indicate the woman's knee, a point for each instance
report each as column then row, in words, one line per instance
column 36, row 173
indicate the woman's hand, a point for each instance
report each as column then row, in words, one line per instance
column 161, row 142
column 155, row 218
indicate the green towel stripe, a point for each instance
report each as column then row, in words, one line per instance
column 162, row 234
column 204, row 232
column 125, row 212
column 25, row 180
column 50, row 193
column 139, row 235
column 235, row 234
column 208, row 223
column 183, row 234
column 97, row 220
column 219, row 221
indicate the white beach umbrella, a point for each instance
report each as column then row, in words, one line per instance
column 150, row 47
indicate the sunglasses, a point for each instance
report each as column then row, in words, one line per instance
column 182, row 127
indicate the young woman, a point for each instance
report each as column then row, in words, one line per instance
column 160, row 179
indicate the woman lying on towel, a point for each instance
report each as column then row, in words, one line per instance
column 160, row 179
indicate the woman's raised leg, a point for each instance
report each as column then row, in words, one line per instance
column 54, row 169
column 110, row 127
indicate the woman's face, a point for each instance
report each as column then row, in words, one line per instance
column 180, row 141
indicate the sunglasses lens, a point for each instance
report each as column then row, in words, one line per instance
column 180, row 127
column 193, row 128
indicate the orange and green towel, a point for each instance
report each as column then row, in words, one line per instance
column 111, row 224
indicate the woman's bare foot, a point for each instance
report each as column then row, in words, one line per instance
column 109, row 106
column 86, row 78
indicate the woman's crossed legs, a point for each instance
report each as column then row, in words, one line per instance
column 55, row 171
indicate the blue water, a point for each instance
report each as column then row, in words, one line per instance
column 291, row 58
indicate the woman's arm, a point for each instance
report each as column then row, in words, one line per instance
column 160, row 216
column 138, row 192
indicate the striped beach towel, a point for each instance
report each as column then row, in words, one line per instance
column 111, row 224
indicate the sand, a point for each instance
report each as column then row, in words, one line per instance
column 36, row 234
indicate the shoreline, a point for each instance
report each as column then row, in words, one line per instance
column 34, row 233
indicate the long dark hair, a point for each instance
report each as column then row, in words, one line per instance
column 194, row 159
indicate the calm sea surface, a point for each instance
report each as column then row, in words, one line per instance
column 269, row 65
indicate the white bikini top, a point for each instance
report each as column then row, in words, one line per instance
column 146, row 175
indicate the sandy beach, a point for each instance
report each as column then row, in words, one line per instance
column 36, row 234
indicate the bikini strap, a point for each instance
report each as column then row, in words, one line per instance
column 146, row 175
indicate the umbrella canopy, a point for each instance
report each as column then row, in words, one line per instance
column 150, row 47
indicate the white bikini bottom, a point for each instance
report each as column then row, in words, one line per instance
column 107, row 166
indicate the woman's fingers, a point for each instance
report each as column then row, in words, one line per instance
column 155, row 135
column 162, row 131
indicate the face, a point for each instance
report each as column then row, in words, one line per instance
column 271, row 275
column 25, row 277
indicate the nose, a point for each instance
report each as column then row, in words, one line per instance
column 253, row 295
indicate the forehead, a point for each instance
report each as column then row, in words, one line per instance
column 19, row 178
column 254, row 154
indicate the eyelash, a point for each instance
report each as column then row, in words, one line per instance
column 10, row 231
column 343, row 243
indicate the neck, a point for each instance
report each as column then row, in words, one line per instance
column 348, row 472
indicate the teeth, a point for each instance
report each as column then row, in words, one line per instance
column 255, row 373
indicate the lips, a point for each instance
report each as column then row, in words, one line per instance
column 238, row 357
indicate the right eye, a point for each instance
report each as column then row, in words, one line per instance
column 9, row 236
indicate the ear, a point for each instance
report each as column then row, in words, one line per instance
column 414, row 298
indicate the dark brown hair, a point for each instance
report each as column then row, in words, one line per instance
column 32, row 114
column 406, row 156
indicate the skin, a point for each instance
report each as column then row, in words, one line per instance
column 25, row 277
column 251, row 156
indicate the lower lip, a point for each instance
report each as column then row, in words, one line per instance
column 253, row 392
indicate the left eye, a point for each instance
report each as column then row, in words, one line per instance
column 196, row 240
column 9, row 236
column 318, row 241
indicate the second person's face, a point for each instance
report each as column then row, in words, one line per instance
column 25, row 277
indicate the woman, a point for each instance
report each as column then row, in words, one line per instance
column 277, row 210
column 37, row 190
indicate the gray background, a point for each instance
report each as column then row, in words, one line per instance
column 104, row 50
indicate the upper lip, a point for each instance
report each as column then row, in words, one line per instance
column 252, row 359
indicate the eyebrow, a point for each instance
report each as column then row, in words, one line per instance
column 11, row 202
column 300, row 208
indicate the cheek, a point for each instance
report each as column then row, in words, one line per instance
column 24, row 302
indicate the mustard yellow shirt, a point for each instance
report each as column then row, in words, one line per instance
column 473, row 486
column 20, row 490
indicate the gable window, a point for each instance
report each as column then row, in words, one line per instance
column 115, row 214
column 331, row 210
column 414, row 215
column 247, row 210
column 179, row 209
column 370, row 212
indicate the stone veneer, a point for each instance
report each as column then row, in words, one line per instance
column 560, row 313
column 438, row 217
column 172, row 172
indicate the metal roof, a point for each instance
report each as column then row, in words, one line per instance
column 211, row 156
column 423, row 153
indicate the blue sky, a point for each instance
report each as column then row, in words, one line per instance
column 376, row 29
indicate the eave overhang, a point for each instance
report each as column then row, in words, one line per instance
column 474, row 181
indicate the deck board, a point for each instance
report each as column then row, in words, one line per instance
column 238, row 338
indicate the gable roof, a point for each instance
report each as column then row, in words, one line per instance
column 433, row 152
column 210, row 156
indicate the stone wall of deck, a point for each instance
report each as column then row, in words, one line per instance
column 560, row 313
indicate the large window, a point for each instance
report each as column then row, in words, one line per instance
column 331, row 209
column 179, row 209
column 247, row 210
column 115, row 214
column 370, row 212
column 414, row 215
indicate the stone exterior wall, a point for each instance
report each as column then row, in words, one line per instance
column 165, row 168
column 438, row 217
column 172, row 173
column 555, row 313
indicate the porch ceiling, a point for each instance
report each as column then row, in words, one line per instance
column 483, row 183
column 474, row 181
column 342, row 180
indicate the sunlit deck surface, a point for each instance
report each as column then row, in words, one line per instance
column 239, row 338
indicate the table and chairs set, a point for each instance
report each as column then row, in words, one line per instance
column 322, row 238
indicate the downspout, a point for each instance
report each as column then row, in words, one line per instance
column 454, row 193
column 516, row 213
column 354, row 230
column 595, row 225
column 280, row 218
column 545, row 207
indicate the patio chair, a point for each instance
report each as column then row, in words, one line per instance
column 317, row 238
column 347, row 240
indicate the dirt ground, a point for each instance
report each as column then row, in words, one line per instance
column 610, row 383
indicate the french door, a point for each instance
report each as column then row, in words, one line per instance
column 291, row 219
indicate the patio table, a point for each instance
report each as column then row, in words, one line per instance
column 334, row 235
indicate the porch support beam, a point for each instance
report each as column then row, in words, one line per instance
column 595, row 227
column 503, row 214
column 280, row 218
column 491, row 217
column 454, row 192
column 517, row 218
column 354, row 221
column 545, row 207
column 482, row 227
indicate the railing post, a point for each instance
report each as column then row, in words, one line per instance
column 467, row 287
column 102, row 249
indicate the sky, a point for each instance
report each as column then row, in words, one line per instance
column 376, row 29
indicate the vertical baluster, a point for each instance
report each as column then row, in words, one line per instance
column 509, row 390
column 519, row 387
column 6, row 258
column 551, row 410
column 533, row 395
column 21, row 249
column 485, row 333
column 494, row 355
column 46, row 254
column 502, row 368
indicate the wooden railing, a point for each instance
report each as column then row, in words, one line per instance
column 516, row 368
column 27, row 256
══════════
STATED EXERCISE =>
Print all of the material above again, line for line, with no changes.

REPLY TO THE EXERCISE =>
indicate the woman's knee, a point for each instance
report each as column then row, in words, one line per instance
column 36, row 173
indicate the woman's hand, a point for each instance
report each as column then row, in words, one line per instance
column 161, row 142
column 155, row 218
indicate the green towel stripe, a point for each instance
report each as column then row, in words, one line per instance
column 162, row 234
column 204, row 232
column 125, row 212
column 25, row 180
column 50, row 193
column 139, row 235
column 235, row 234
column 208, row 223
column 183, row 234
column 97, row 220
column 219, row 221
indicate the white beach umbrella, a point for each instance
report each as column then row, in words, one line per instance
column 150, row 47
indicate the sunglasses, a point for each instance
report each as column then row, in words, one line per instance
column 182, row 127
indicate the young woman, a point for each instance
report each as column then row, in words, one line per instance
column 160, row 179
indicate the woman lying on towel, a point for each instance
report each as column then row, in words, one line per instance
column 160, row 179
indicate the woman's raised leg, a point for each instance
report each as column then row, in words, one line per instance
column 54, row 169
column 110, row 127
indicate the woman's face, a point for each instance
report each as column then row, in words, one line per instance
column 180, row 141
indicate the sunglasses lens, a point for each instance
report each as column then row, in words, one line per instance
column 180, row 127
column 193, row 128
indicate the orange and green towel, a point for each instance
report each as column then row, in words, one line per instance
column 111, row 224
indicate the woman's bare foot, a point for each instance
report each as column then row, in words, one line per instance
column 109, row 106
column 86, row 78
indicate the woman's crossed legs, a point for each instance
report each as column then row, in words, one line per instance
column 55, row 171
indicate the blue water, a point for each instance
report each as column then row, in words, one line per instance
column 291, row 58
indicate the woman's arm, a point for each instance
report each as column then row, in words, one line per instance
column 160, row 216
column 138, row 192
indicate the striped beach towel, a point for each instance
report each as column then row, in words, one line per instance
column 111, row 224
indicate the sand, a point for each instance
report each as column then row, in words, one line per instance
column 36, row 234
indicate the shoreline, a point for each instance
report each as column then row, in words, one line per instance
column 34, row 233
indicate the long dark hair, a point for each instance
report each as column then row, in words, one line per instance
column 194, row 159
indicate the calm sea surface, a point for each instance
report each as column then row, in words, one line per instance
column 269, row 65
indicate the white bikini top, a point for each instance
report each as column then row, in words, one line per instance
column 146, row 175
indicate the sandy beach, a point for each instance
report each as column then row, in words, one line per instance
column 36, row 234
indicate the bikini strap, a point for each instance
report each as column then row, in words, one line per instance
column 146, row 175
indicate the umbrella canopy, a point for each instance
report each as column then row, in words, one line per instance
column 150, row 47
indicate the white bikini bottom, a point for each instance
report each as column then row, in words, one line per instance
column 107, row 166
indicate the woman's fingers, a point for each instance
report each as column then row, in words, one line per instance
column 155, row 135
column 162, row 131
indicate the face, a point for each instance
report each as column then row, in words, one line per instance
column 271, row 275
column 25, row 277
indicate the nose, a point for each instance
report each as column then row, in words, one line per instance
column 253, row 295
indicate the forehead, a point for each instance
report each as column then row, in words, one line per instance
column 19, row 178
column 254, row 154
indicate the eyelash, a point for each instance
report each as column then row, in words, one line per instance
column 10, row 231
column 343, row 243
indicate the neck, a point for each instance
report each as column then row, in words, one line per instance
column 348, row 472
indicate the teeth, a point for each instance
report each as column then row, in words, one line per instance
column 255, row 373
indicate the lips, a point for each instance
report each as column then row, in words, one line per instance
column 238, row 357
indicate the right eye, a point for each instance
report each as column then row, in words, one line per instance
column 9, row 236
indicate the ear, a point for each instance
report each as column then row, in words, one line per instance
column 414, row 298
indicate the dark brown hair, a point for each instance
report each as column then row, in words, one line per instance
column 32, row 114
column 406, row 156
indicate the skin, a point for each instance
report each as column then row, in words, one line per instance
column 25, row 277
column 251, row 156
indicate the lower lip, a point for each instance
report each as column then row, in words, one line per instance
column 253, row 392
indicate the left eye, a point for each instance
report each as column then row, in words, one line per instance
column 196, row 240
column 9, row 236
column 318, row 241
indicate the second person's face, a point for each instance
report each as column then row, in words, one line per instance
column 25, row 277
indicate the woman, a point for each instance
report each as column then row, in words, one line per instance
column 277, row 210
column 37, row 190
indicate the gray background, a point for each instance
report each as column then row, in words, one line per instance
column 104, row 50
indicate the upper lip, a point for each instance
report each as column then row, in words, one line per instance
column 252, row 359
indicate the eyebrow, a point for each instance
report each as column then row, in words, one line per instance
column 11, row 202
column 300, row 208
indicate the cheek, a point for each instance
report each as column then row, in words, one line per instance
column 24, row 302
indicate the mustard yellow shirt, a point for each instance
report each as column then row, in words, one line per instance
column 473, row 486
column 20, row 490
indicate the gable window, a point for each instance
report each as column then row, in words, one line per instance
column 115, row 214
column 331, row 210
column 414, row 215
column 247, row 210
column 179, row 209
column 370, row 212
indicate the stone veneer, a point for each instance
report each as column then row, in words, one line per instance
column 560, row 313
column 438, row 217
column 172, row 172
indicate the metal roof, a point for each instance
report each as column then row, in words, one line per instance
column 211, row 156
column 423, row 153
indicate the blue sky, a point for each instance
report each as column then row, in words, one line per instance
column 376, row 29
indicate the eave overhang, a point for each instance
report each as column then row, in words, one line per instance
column 474, row 181
indicate the deck board, a point for each instance
report each as column then row, in words, one line per instance
column 238, row 338
indicate the gable roof, a point for each instance
report each as column then row, in words, one line per instance
column 433, row 152
column 210, row 156
indicate the stone wall of deck, a point for each instance
report each as column then row, in words, one line per instance
column 560, row 313
indicate the large window, a point for each instance
report each as column then row, in words, one line per instance
column 331, row 209
column 179, row 209
column 247, row 210
column 115, row 214
column 370, row 212
column 414, row 215
indicate the stone exterior wall, a point for each instance
report each as column then row, in words, one line per instance
column 165, row 168
column 438, row 217
column 172, row 173
column 555, row 313
indicate the porch ceiling, a point for each instance
report each as column then row, in words, one line per instance
column 483, row 183
column 474, row 181
column 342, row 180
indicate the sunlit deck surface, a point for each instance
report each as column then row, in words, one line per instance
column 239, row 338
indicate the table and chairs set, a point for each instance
report each as column then row, in words, one line per instance
column 322, row 238
indicate the downspout, a point for each instance
report each as column then row, in words, one line per instance
column 454, row 193
column 516, row 213
column 354, row 230
column 595, row 225
column 280, row 218
column 545, row 207
indicate the patio chair, a point for each instance
report each as column then row, in words, one line per instance
column 317, row 238
column 347, row 240
indicate the dirt ground, a point for each instance
report each as column then row, in words, one line per instance
column 610, row 383
indicate the french door, a point for each instance
report each as column then row, in words, one line per instance
column 291, row 219
indicate the patio table, a point for each instance
report each as column then row, in words, one line per instance
column 334, row 235
indicate the porch support beam, a point for each instance
report each as column then row, in words, one line per instance
column 595, row 227
column 503, row 214
column 280, row 218
column 491, row 217
column 454, row 192
column 517, row 218
column 354, row 221
column 545, row 207
column 482, row 227
indicate the railing post, a point for each instance
report each as column then row, in words, one line per instance
column 467, row 287
column 102, row 249
indicate the sky, a point for each instance
report each as column then row, in words, one line per instance
column 376, row 29
indicate the vertical baluster, a point for each instance
report each as column then row, in words, one line per instance
column 509, row 390
column 519, row 387
column 6, row 258
column 551, row 410
column 533, row 395
column 21, row 249
column 485, row 333
column 494, row 355
column 46, row 254
column 502, row 368
indicate the wooden railing, a point for each instance
report each as column then row, in words, one line per instance
column 516, row 368
column 27, row 256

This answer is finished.